→ Task item:
Pull each line holding the word "rough" from the data.

Segment Start: Available records

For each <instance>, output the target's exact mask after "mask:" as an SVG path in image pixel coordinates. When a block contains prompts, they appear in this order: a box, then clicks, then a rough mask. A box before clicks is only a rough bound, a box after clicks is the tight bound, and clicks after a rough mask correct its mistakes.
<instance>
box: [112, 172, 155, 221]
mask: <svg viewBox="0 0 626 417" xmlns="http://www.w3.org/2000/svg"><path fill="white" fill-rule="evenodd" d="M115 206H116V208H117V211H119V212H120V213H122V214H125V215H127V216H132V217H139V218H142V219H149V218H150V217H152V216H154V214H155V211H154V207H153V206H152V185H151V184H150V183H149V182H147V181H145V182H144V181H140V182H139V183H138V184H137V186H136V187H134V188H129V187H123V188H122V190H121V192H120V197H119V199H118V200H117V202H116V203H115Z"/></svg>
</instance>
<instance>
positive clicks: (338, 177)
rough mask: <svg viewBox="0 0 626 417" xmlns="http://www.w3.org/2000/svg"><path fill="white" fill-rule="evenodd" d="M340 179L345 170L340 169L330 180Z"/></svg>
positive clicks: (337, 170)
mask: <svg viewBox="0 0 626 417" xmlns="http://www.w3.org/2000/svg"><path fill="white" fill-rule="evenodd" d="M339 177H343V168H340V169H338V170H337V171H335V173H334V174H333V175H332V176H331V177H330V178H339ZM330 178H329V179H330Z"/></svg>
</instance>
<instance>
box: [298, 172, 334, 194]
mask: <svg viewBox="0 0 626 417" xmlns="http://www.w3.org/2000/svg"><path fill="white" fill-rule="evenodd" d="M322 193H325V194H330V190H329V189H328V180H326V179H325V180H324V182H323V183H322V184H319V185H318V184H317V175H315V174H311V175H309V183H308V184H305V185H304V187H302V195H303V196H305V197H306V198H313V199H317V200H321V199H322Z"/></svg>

Segment End: Available records

→ Answer space:
For each <instance>, output the target's exact mask after "mask:" as an SVG path in image pixel coordinates. When a block contains prompts, they appear in this order: a box, then clicks, then a rough mask. A box before clicks is only a rough bound, a box after clicks is the tight bound, and clicks after a rough mask correct its mistakes.
rough mask: <svg viewBox="0 0 626 417" xmlns="http://www.w3.org/2000/svg"><path fill="white" fill-rule="evenodd" d="M340 179L345 170L340 169L330 180Z"/></svg>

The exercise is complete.